**STORED RECORDS:**

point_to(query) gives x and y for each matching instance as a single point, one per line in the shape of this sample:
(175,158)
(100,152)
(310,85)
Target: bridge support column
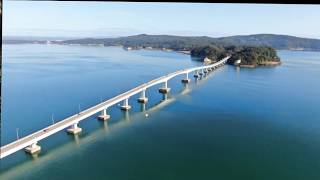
(196,75)
(33,148)
(205,71)
(201,73)
(125,106)
(143,98)
(104,116)
(186,80)
(74,129)
(165,89)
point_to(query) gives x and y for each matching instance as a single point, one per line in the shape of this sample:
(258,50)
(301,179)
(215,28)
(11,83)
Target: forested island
(246,51)
(244,56)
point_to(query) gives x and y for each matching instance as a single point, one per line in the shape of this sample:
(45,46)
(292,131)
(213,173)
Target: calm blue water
(259,123)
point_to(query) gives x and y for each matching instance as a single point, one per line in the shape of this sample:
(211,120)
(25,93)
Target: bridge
(29,142)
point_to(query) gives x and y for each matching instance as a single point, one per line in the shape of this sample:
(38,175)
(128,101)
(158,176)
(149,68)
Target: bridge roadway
(75,119)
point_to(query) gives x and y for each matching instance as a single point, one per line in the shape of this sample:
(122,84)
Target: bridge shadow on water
(106,127)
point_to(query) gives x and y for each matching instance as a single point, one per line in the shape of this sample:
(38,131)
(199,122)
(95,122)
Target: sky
(113,19)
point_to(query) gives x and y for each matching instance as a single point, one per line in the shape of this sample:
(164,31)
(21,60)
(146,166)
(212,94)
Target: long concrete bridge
(29,143)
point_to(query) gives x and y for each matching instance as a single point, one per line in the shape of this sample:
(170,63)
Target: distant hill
(279,42)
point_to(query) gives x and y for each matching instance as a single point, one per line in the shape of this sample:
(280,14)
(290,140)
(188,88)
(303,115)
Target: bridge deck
(52,129)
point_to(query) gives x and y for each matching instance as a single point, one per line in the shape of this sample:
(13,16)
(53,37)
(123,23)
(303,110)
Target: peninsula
(246,51)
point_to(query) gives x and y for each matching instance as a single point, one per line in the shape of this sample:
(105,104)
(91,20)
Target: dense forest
(252,50)
(249,55)
(279,42)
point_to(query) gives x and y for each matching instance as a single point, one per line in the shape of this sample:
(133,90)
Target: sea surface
(261,123)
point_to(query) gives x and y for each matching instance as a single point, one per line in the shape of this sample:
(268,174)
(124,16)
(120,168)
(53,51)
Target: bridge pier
(104,116)
(33,148)
(196,75)
(74,129)
(201,73)
(143,98)
(125,106)
(165,89)
(186,80)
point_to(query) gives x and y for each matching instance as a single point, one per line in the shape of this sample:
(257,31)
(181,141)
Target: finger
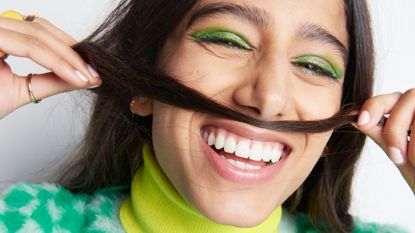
(43,86)
(55,31)
(397,126)
(372,112)
(411,146)
(59,47)
(36,50)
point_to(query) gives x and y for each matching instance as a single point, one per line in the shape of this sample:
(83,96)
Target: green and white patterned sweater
(49,208)
(44,208)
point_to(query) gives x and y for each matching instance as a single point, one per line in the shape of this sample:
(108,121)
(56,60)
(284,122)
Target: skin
(263,83)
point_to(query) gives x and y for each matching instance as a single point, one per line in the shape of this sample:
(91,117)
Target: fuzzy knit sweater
(50,208)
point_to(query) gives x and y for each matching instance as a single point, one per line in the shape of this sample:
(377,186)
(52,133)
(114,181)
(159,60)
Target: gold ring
(30,18)
(30,89)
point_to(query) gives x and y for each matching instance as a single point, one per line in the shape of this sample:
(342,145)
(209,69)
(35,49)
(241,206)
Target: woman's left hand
(393,136)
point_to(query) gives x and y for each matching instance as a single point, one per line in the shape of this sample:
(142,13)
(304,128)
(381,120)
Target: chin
(237,215)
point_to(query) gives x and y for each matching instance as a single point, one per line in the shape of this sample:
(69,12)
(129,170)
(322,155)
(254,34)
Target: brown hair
(124,50)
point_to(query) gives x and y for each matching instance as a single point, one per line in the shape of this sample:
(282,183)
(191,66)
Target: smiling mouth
(244,153)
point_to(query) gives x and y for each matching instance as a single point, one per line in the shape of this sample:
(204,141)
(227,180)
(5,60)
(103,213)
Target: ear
(141,106)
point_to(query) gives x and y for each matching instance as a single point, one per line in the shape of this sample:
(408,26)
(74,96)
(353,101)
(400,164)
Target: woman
(279,67)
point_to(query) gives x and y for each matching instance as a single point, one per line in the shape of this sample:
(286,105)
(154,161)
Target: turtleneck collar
(155,206)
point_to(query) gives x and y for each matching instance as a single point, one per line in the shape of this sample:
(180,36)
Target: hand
(49,47)
(393,136)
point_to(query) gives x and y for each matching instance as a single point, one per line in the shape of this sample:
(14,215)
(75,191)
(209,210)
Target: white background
(36,137)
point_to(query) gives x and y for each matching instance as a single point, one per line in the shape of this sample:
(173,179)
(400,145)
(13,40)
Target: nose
(265,92)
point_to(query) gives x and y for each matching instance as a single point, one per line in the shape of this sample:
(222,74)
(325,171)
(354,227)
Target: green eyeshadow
(223,36)
(324,63)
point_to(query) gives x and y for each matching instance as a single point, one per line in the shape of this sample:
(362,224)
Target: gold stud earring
(132,107)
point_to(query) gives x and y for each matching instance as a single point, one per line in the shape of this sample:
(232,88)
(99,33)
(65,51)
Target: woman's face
(270,59)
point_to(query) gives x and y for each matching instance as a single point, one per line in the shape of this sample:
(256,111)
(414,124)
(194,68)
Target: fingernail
(81,76)
(396,156)
(364,118)
(93,72)
(95,86)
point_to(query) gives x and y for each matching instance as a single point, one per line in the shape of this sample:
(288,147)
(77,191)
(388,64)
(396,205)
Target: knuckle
(410,92)
(38,30)
(34,45)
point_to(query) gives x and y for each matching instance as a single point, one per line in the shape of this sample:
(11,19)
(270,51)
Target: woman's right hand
(49,47)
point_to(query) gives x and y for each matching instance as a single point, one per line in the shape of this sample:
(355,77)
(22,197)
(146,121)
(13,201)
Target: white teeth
(230,144)
(220,139)
(244,165)
(276,153)
(242,148)
(266,153)
(256,151)
(211,139)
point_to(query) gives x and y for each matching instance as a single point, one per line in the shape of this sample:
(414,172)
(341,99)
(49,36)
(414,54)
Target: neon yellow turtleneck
(155,206)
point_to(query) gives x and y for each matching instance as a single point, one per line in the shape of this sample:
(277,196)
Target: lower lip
(239,175)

**REQUEST:**
Restate the records word for word, omitting images.

**FINISHED EXERCISE:**
point_to(query) gives x and y for each matching instance as a single point, one per line in the shape of this sample:
(175,158)
(100,152)
(310,85)
Target: bridge support column
(196,75)
(33,148)
(205,71)
(201,73)
(125,106)
(143,98)
(104,116)
(186,80)
(74,129)
(165,89)
point_to(query) gives x and y for each matching instance as a single point, one per line in the shape of this sample:
(258,50)
(301,179)
(215,28)
(11,83)
Target: forested island
(246,51)
(244,56)
point_to(query) gives x and y for each matching instance as a single point, one per line in the shape of this sample:
(45,46)
(292,131)
(213,173)
Target: calm blue water
(259,123)
point_to(query) gives x and y for each matching instance as a single point, one per line in the shape of this sample:
(211,120)
(25,93)
Target: bridge
(29,142)
point_to(query) gives x and y for each matching instance as a single point, one per line in the shape of this sample:
(38,175)
(128,101)
(158,176)
(149,68)
Target: bridge roadway
(75,119)
point_to(query) gives x and y for each matching instance as a single point, one per line in the shape of this sample:
(122,84)
Target: bridge shadow on water
(106,127)
point_to(query) gives x and y for each matching instance as a single point, one per line in the shape of this sample:
(38,131)
(199,122)
(95,122)
Target: sky
(113,19)
point_to(query) gives x and y for each matching instance as a single point, one per line in the shape of this sample:
(164,31)
(21,60)
(146,166)
(212,94)
Target: long concrete bridge
(29,143)
point_to(query) gives x and y for each matching instance as a single point, one per line in the shape of this sample:
(170,63)
Target: distant hill
(279,42)
point_to(query) gives x and y for each matching instance as a single point, one per line in the shape of this sample:
(280,14)
(290,140)
(188,88)
(303,115)
Target: bridge deck
(52,129)
point_to(query) gives x and y for each matching instance as a single point, one per line in the shape of this sample:
(13,16)
(53,37)
(123,23)
(303,110)
Target: peninsula
(246,51)
point_to(query) gives x and y for each matching instance as a single point, one per line in the shape of this sample:
(105,104)
(91,20)
Target: dense forest
(252,50)
(249,55)
(279,42)
point_to(query) gives x and y for each matching instance as a single point, one per line in the shape of this sample:
(133,90)
Target: sea surface
(261,123)
point_to(query) gives x and y for each matching instance as a single point, one per line in the shape of this sample:
(268,174)
(124,16)
(120,168)
(53,51)
Target: bridge pier
(104,116)
(33,148)
(196,75)
(74,129)
(201,73)
(143,98)
(125,106)
(165,89)
(186,80)
point_to(query) gives x and y for each matching instance as a single point, one per line in the shape of this sample:
(257,31)
(181,141)
Target: finger
(43,86)
(55,31)
(397,126)
(372,112)
(411,146)
(59,47)
(36,50)
point_to(query) gives x and y for each matching instance as a single point, one per line in the shape of this sample:
(83,96)
Target: green and white patterned sweater
(49,208)
(44,208)
point_to(query) gives x and y for each matching instance as a single point, one per line in the shape of this sample:
(108,121)
(56,60)
(284,122)
Target: skin
(263,83)
point_to(query) gives x and y for each matching instance as a single point, one per line in the shape of this sample:
(91,117)
Target: fuzzy knit sweater
(50,208)
point_to(query) gives x and y for each matching instance as a single point, one per line in the shape of this sample:
(377,186)
(52,133)
(114,181)
(159,60)
Target: gold ring
(30,18)
(30,89)
point_to(query) gives x and y for each matching instance as a single point, one per line in the shape of this sample:
(342,145)
(209,69)
(35,49)
(241,206)
Target: woman's left hand
(393,136)
point_to(query) gives x and y for each matching instance as a single point, one per line in the shape of this sample:
(142,13)
(304,128)
(381,120)
Target: chin
(237,215)
point_to(query) gives x and y for each matching instance as a single point, one per line in the shape of this sample:
(69,12)
(129,170)
(322,155)
(254,34)
Target: brown hair
(124,50)
point_to(query) gives x and y for each matching instance as a single point, one per line in the shape of this sample:
(282,183)
(191,66)
Target: smiling mouth
(244,153)
point_to(query) gives x and y for each matching instance as a single point, one per line in the shape of this sample:
(204,141)
(227,180)
(5,60)
(103,213)
Target: ear
(141,106)
point_to(query) gives x and y for each matching instance as a single point, one per line in the shape of this sample:
(408,26)
(74,96)
(353,101)
(400,164)
Target: woman
(279,67)
point_to(query) gives x and y for each matching instance as a single point, one per line in the shape of this sample:
(286,105)
(154,161)
Target: turtleneck collar
(155,206)
point_to(query) gives x and y for each matching instance as a single point, one per line in the shape of this sample:
(180,36)
Target: hand
(49,47)
(393,136)
point_to(query) gives x and y for each matching instance as a single point, one per line in the shape of this sample:
(14,215)
(75,191)
(209,210)
Target: white background
(36,137)
point_to(query) gives x and y for each matching instance as a single point, one per line in the shape of this sample:
(173,179)
(400,145)
(13,40)
Target: nose
(265,92)
point_to(query) gives x and y for each matching instance as a single point, one per line in the shape of this sample:
(222,74)
(325,171)
(354,227)
Target: green eyeshadow
(223,36)
(324,63)
point_to(query) gives x and y for each matching instance as a single point, one per line in the shape of this sample:
(362,224)
Target: gold stud earring
(132,107)
point_to(query) gives x and y for each matching instance as a single point, one per line in the shape of this sample:
(232,88)
(99,33)
(65,51)
Target: woman's face
(270,59)
point_to(query) gives x and y for each matching instance as a single point, one per line in the shape of this sample:
(256,111)
(414,124)
(194,68)
Target: fingernail
(81,76)
(396,156)
(364,118)
(93,72)
(95,86)
point_to(query) gives x and y for each matching instance as a single point, one per line in the shape of this sample:
(288,147)
(77,191)
(388,64)
(396,205)
Target: knuckle
(410,92)
(38,30)
(34,45)
point_to(query) gives x and y for each matching instance as a single point, one per line in the shape of this sample:
(11,19)
(270,51)
Target: woman's right hand
(49,47)
point_to(query) gives x and y for each matching instance as a single point, one per line in the shape of this sample:
(355,77)
(22,197)
(146,121)
(13,201)
Target: white teeth
(230,144)
(220,139)
(244,165)
(276,153)
(242,148)
(266,153)
(256,151)
(211,139)
point_to(query) gives x and y for each matching instance as a single point, one per line in the shape of this sample:
(414,172)
(341,99)
(49,36)
(414,54)
Target: neon yellow turtleneck
(155,206)
point_to(query) gives x and y for each matching instance as a single point, one per line in the shape of this sample:
(277,196)
Target: lower lip
(239,175)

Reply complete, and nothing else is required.